[Region pointing data]:
►

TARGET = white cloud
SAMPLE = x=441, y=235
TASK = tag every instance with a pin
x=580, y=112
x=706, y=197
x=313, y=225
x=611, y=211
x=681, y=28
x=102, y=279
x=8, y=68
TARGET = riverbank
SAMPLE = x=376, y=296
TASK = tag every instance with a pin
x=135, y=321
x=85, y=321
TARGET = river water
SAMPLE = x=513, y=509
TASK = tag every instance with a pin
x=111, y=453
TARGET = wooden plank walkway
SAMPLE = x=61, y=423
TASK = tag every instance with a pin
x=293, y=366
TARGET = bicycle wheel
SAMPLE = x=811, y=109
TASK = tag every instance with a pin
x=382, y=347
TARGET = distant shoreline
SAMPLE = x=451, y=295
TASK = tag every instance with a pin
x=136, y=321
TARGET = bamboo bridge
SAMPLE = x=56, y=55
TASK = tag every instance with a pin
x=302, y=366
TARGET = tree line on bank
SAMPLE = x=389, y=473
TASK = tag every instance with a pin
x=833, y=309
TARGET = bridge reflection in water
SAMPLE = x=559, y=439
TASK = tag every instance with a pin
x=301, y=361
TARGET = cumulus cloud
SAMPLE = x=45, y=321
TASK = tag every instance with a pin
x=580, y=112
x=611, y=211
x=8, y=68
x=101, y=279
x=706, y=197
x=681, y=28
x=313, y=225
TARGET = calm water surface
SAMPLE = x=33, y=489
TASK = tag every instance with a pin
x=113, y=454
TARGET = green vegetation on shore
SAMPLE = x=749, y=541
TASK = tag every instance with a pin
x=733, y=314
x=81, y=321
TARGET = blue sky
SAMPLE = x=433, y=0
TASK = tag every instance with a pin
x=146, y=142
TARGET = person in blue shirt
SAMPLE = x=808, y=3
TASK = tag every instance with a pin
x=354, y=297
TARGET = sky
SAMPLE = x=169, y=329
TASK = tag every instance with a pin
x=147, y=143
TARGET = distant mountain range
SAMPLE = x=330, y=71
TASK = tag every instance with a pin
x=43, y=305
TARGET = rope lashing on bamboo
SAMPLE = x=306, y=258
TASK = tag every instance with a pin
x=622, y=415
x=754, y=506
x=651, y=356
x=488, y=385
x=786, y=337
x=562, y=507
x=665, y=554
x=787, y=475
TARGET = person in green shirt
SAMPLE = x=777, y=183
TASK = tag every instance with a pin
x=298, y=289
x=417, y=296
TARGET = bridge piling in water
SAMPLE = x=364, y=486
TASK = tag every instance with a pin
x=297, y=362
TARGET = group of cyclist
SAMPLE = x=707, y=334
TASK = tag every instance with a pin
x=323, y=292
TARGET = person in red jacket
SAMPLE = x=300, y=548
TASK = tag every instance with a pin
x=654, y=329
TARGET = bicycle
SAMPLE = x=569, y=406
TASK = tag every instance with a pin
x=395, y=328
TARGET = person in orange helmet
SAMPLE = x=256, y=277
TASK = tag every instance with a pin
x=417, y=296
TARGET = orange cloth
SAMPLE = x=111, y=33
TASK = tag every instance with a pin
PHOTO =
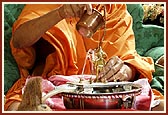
x=71, y=48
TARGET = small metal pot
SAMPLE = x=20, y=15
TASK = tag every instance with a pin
x=89, y=24
x=112, y=95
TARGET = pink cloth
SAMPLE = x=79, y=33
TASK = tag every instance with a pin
x=142, y=102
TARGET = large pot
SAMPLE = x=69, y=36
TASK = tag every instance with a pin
x=111, y=95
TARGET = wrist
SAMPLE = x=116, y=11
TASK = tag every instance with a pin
x=60, y=13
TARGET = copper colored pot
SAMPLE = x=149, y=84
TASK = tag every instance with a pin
x=89, y=24
x=112, y=95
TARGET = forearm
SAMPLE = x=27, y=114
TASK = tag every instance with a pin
x=31, y=31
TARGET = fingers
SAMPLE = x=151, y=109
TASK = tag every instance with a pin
x=121, y=75
x=112, y=67
x=75, y=10
x=89, y=9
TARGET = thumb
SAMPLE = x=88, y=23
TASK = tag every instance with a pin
x=89, y=9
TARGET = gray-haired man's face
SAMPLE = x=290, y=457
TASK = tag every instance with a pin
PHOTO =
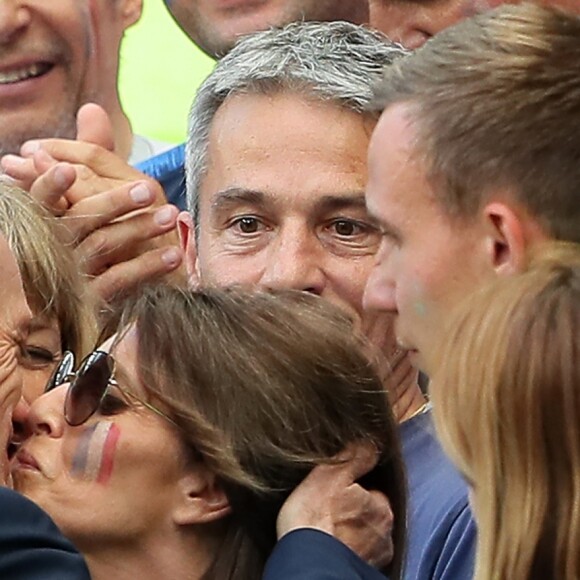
x=282, y=203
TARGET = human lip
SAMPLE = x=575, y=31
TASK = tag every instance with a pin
x=233, y=4
x=25, y=460
x=16, y=72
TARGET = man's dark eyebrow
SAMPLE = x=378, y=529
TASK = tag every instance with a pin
x=236, y=195
x=338, y=202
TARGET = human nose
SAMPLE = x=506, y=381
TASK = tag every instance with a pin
x=379, y=293
x=14, y=18
x=46, y=415
x=295, y=263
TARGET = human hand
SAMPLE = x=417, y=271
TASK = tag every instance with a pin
x=330, y=500
x=123, y=230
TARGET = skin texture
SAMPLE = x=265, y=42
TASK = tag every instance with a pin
x=42, y=351
x=80, y=41
x=85, y=477
x=14, y=322
x=282, y=206
x=146, y=456
x=412, y=23
x=421, y=270
x=215, y=25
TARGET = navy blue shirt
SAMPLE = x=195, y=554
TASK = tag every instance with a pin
x=441, y=529
x=442, y=532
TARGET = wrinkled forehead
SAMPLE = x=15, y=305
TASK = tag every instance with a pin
x=12, y=297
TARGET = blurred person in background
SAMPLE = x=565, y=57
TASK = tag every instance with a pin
x=31, y=546
x=214, y=405
x=62, y=308
x=276, y=170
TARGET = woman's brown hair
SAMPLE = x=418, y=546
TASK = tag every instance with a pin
x=264, y=387
x=506, y=397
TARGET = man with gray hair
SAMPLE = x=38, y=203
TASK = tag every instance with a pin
x=276, y=171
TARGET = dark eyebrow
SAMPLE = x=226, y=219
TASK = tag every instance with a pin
x=338, y=202
x=236, y=195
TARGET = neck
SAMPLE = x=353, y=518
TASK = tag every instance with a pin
x=402, y=383
x=173, y=556
x=122, y=132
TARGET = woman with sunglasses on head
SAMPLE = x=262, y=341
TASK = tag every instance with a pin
x=508, y=414
x=183, y=435
x=63, y=314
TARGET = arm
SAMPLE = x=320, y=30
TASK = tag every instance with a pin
x=308, y=554
x=331, y=527
x=31, y=546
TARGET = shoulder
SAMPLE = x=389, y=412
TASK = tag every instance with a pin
x=308, y=554
x=31, y=546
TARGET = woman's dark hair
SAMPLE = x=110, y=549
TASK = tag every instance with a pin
x=264, y=385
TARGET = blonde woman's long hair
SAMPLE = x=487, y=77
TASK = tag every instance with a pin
x=506, y=396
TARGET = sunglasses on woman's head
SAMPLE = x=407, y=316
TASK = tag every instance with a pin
x=89, y=386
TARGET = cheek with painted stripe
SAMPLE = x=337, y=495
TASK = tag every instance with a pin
x=94, y=455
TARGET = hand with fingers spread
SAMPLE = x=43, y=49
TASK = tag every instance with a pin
x=117, y=218
x=330, y=499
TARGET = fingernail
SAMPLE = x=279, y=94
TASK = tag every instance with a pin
x=165, y=216
x=13, y=160
x=60, y=178
x=140, y=193
x=171, y=257
x=30, y=147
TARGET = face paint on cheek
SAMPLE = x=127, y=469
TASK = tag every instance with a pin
x=94, y=456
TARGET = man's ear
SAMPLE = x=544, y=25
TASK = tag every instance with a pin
x=511, y=232
x=200, y=498
x=188, y=242
x=130, y=12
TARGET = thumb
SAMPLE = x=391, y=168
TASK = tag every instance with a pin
x=94, y=126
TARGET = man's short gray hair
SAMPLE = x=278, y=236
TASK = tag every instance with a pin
x=334, y=62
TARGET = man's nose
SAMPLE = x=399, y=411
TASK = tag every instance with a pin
x=20, y=424
x=14, y=18
x=379, y=294
x=295, y=262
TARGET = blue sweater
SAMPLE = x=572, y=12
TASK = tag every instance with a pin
x=441, y=537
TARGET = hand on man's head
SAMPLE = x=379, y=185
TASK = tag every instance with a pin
x=330, y=500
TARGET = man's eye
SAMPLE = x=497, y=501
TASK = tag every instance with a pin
x=111, y=405
x=247, y=224
x=347, y=228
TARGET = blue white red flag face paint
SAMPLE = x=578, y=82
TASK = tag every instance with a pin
x=94, y=456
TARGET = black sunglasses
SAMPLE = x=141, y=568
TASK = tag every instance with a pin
x=89, y=385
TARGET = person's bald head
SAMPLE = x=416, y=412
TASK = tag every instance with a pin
x=215, y=25
x=14, y=321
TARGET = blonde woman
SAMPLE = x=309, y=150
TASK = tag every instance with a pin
x=509, y=416
x=56, y=292
x=172, y=448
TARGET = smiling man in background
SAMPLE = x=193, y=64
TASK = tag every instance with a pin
x=57, y=55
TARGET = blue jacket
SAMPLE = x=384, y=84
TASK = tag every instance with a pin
x=169, y=169
x=442, y=532
x=31, y=546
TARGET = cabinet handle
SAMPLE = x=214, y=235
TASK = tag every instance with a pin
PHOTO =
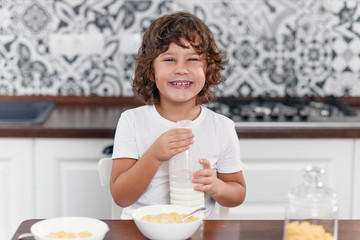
x=108, y=150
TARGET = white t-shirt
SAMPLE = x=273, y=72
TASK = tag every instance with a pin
x=215, y=137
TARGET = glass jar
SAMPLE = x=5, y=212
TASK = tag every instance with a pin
x=312, y=211
x=181, y=169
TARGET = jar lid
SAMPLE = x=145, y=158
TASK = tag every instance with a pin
x=312, y=190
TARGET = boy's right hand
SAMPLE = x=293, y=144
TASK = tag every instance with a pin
x=171, y=143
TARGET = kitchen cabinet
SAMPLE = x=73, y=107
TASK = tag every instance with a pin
x=16, y=184
x=273, y=166
x=356, y=181
x=67, y=181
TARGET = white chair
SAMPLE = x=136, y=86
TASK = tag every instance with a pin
x=104, y=169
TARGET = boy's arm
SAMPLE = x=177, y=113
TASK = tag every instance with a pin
x=130, y=177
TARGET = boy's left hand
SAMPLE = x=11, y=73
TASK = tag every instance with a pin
x=207, y=178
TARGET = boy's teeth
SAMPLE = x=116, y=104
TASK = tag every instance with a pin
x=180, y=83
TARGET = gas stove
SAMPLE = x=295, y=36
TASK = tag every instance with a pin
x=287, y=112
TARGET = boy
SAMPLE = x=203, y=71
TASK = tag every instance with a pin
x=177, y=70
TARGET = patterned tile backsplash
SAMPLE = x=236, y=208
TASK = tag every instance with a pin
x=87, y=47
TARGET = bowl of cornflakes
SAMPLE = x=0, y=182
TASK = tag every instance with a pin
x=74, y=228
x=163, y=222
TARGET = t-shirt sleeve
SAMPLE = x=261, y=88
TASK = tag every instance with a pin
x=230, y=160
x=124, y=141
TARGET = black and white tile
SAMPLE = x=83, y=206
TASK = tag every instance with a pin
x=275, y=47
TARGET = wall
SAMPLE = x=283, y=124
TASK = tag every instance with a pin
x=87, y=47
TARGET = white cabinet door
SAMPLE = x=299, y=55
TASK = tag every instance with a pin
x=16, y=184
x=273, y=166
x=356, y=185
x=67, y=181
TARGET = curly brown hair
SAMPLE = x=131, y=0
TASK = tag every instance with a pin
x=172, y=28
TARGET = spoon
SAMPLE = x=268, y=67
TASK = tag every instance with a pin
x=195, y=211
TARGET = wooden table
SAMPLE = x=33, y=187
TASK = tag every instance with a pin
x=216, y=229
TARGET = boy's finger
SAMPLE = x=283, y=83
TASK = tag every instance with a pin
x=205, y=163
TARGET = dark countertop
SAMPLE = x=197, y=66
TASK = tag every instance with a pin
x=96, y=117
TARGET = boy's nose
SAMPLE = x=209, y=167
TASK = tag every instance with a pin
x=181, y=68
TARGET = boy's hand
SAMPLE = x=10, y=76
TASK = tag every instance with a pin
x=207, y=178
x=171, y=143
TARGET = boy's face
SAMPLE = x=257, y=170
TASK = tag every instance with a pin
x=179, y=73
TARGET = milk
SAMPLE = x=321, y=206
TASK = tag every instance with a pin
x=182, y=166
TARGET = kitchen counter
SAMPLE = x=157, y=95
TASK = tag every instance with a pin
x=216, y=229
x=96, y=117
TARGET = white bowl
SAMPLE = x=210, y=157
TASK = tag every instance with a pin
x=97, y=228
x=162, y=231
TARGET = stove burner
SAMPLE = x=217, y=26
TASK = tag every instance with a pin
x=283, y=110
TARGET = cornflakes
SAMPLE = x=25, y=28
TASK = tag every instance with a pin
x=306, y=231
x=168, y=218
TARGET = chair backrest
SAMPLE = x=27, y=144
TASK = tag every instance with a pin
x=104, y=169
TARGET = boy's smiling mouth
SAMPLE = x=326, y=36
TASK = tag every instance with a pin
x=181, y=83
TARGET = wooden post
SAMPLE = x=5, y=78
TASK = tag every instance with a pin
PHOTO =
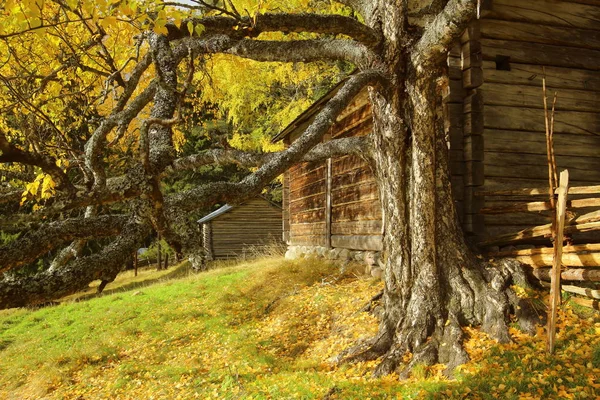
x=159, y=255
x=555, y=291
x=328, y=205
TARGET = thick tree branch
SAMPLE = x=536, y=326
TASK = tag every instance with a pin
x=278, y=163
x=10, y=153
x=322, y=151
x=35, y=243
x=49, y=285
x=304, y=51
x=285, y=23
x=443, y=30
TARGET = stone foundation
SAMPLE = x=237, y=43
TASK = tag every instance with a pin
x=371, y=259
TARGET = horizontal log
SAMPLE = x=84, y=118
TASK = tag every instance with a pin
x=522, y=142
x=373, y=227
x=587, y=303
x=366, y=242
x=547, y=250
x=540, y=54
x=530, y=96
x=557, y=78
x=541, y=12
x=529, y=119
x=568, y=260
x=341, y=165
x=538, y=33
x=576, y=274
x=539, y=206
x=594, y=294
x=348, y=194
x=369, y=210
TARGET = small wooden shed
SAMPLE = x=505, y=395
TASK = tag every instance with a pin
x=494, y=120
x=242, y=230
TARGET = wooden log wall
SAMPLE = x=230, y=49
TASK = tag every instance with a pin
x=245, y=229
x=503, y=55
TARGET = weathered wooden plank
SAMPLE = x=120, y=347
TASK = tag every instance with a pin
x=531, y=75
x=473, y=77
x=309, y=229
x=538, y=33
x=356, y=211
x=558, y=13
x=363, y=242
x=540, y=54
x=512, y=95
x=537, y=206
x=308, y=216
x=534, y=143
x=568, y=260
x=362, y=192
x=317, y=187
x=308, y=203
x=356, y=176
x=579, y=248
x=531, y=166
x=372, y=227
x=308, y=240
x=594, y=294
x=346, y=164
x=587, y=303
x=579, y=274
x=529, y=119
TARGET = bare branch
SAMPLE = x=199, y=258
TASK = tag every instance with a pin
x=238, y=28
x=35, y=243
x=443, y=30
x=48, y=285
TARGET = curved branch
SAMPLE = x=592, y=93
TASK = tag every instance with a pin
x=278, y=162
x=304, y=51
x=443, y=30
x=322, y=151
x=35, y=243
x=10, y=153
x=76, y=276
x=285, y=23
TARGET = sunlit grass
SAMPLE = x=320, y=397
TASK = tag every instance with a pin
x=263, y=329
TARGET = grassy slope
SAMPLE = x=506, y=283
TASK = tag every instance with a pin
x=260, y=330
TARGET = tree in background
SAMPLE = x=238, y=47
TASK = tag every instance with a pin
x=94, y=93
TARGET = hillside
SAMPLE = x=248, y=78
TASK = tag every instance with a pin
x=261, y=330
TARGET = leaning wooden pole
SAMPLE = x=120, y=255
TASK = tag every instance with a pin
x=555, y=292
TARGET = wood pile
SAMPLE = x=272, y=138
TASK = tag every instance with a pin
x=580, y=258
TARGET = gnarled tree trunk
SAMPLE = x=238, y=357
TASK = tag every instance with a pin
x=433, y=283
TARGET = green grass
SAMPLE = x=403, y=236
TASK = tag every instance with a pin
x=259, y=330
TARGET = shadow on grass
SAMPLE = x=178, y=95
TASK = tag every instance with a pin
x=182, y=270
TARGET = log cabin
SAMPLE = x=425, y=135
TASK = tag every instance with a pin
x=241, y=231
x=494, y=120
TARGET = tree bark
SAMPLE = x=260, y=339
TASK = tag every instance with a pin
x=433, y=283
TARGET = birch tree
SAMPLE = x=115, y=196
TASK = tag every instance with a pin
x=84, y=78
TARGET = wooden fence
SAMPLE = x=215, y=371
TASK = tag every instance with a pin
x=580, y=258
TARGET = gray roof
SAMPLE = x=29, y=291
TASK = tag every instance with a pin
x=215, y=214
x=311, y=112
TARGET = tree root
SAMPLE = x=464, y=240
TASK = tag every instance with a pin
x=491, y=304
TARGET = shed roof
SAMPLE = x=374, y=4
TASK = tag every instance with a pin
x=227, y=208
x=311, y=112
x=215, y=214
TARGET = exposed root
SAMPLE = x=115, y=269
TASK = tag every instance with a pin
x=480, y=296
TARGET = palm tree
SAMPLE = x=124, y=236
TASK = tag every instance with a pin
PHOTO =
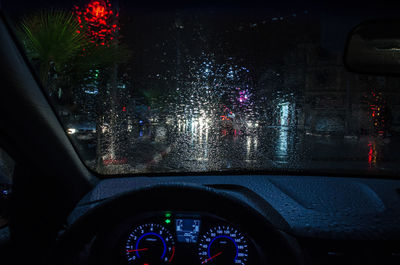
x=64, y=56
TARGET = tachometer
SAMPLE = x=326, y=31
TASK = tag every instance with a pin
x=223, y=245
x=150, y=244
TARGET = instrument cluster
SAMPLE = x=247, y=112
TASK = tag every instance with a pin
x=182, y=238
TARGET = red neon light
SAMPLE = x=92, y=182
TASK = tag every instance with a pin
x=98, y=21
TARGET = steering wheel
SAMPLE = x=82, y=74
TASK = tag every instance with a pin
x=276, y=248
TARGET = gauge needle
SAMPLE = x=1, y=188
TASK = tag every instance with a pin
x=134, y=250
x=216, y=255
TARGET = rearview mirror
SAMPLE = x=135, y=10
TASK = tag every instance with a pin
x=373, y=47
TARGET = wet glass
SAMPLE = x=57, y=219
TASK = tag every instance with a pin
x=219, y=88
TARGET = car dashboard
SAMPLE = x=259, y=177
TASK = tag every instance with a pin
x=326, y=220
x=173, y=237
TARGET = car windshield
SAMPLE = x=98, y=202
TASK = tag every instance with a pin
x=145, y=87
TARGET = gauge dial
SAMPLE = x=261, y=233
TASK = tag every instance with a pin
x=223, y=245
x=150, y=244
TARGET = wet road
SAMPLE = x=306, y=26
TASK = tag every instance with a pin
x=263, y=149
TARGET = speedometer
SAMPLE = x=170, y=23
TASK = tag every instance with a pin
x=150, y=244
x=223, y=245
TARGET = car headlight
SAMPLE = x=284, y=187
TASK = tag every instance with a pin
x=71, y=130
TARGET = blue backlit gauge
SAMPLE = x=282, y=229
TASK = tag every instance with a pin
x=150, y=244
x=223, y=245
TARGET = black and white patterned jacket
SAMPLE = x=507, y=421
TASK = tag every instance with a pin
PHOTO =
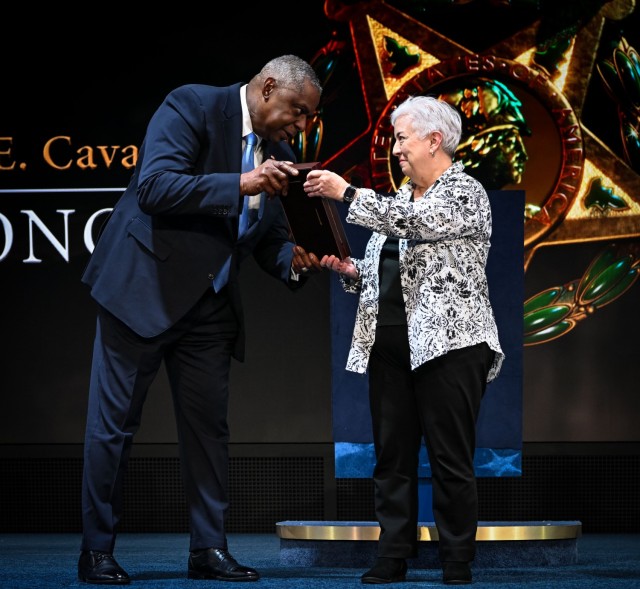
x=443, y=249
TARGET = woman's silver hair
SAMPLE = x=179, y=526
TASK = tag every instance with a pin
x=428, y=114
x=290, y=71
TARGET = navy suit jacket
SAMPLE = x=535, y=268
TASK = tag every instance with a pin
x=176, y=223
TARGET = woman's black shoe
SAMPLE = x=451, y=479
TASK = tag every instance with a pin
x=456, y=573
x=386, y=570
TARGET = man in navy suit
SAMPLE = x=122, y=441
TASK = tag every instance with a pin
x=164, y=273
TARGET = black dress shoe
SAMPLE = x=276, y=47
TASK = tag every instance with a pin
x=216, y=563
x=386, y=570
x=99, y=567
x=456, y=573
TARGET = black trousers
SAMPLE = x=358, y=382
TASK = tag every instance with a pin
x=197, y=356
x=440, y=402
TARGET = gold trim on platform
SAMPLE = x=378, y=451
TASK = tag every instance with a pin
x=427, y=533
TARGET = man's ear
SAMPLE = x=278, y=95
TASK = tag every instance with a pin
x=267, y=88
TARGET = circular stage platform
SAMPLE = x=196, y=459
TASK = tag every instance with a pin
x=499, y=544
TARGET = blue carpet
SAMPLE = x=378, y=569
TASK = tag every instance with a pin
x=158, y=561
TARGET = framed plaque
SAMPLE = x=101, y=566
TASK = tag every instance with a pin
x=314, y=221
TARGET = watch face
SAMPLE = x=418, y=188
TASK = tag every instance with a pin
x=349, y=194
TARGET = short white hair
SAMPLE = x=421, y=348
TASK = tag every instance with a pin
x=428, y=114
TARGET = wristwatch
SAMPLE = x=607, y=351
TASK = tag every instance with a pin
x=349, y=194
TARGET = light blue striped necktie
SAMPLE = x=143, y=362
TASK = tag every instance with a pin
x=248, y=163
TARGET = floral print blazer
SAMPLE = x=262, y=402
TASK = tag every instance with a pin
x=443, y=249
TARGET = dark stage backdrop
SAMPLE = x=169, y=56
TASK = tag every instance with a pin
x=75, y=100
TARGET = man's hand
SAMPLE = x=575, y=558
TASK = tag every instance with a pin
x=304, y=262
x=271, y=176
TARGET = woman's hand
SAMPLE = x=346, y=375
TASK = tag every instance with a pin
x=344, y=267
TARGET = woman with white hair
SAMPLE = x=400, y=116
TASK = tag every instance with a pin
x=424, y=331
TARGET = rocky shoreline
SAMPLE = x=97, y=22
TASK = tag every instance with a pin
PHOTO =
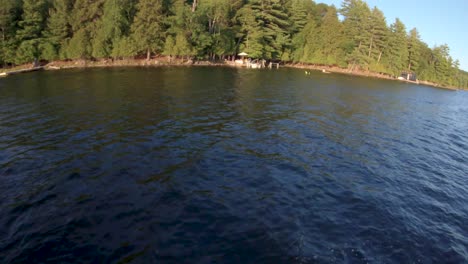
x=167, y=61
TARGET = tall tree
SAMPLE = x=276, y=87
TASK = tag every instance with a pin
x=9, y=15
x=84, y=23
x=58, y=29
x=147, y=28
x=414, y=44
x=30, y=33
x=398, y=48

◄

Could you output exactly the lines above, from the line with "SAMPLE = x=124, y=236" up to and including the line with "TARGET = gauge dial", and nothing else, skipping the pictures?

SAMPLE = x=124, y=236
TASK = tag every instance with a pin
PHOTO =
x=64, y=56
TARGET = tachometer
SAMPLE = x=326, y=31
TASK = tag every instance with a pin
x=223, y=245
x=150, y=244
TARGET = instrument cluster
SAMPLE = x=247, y=112
TASK = tag every instance with a pin
x=182, y=238
TARGET = red neon light
SAMPLE = x=92, y=182
TASK = tag every instance with a pin
x=98, y=21
TARGET = steering wheel
SAMPLE = x=82, y=74
TASK = tag every instance with a pin
x=276, y=248
TARGET = gauge needle
SAMPLE = x=1, y=188
TASK = tag every instance with a pin
x=134, y=250
x=216, y=255
TARGET = rearview mirror
SAMPLE = x=135, y=10
TASK = tag every instance with a pin
x=373, y=47
TARGET = wet glass
SAMPLE = x=57, y=219
TASK = tag every instance with a pin
x=219, y=88
TARGET = car dashboard
SAMPLE = x=259, y=177
TASK = tag every instance with a pin
x=326, y=220
x=173, y=237
TARGET = car windshield
SAMPLE = x=98, y=202
TASK = tag every instance with a pin
x=145, y=87
TARGET = gauge dial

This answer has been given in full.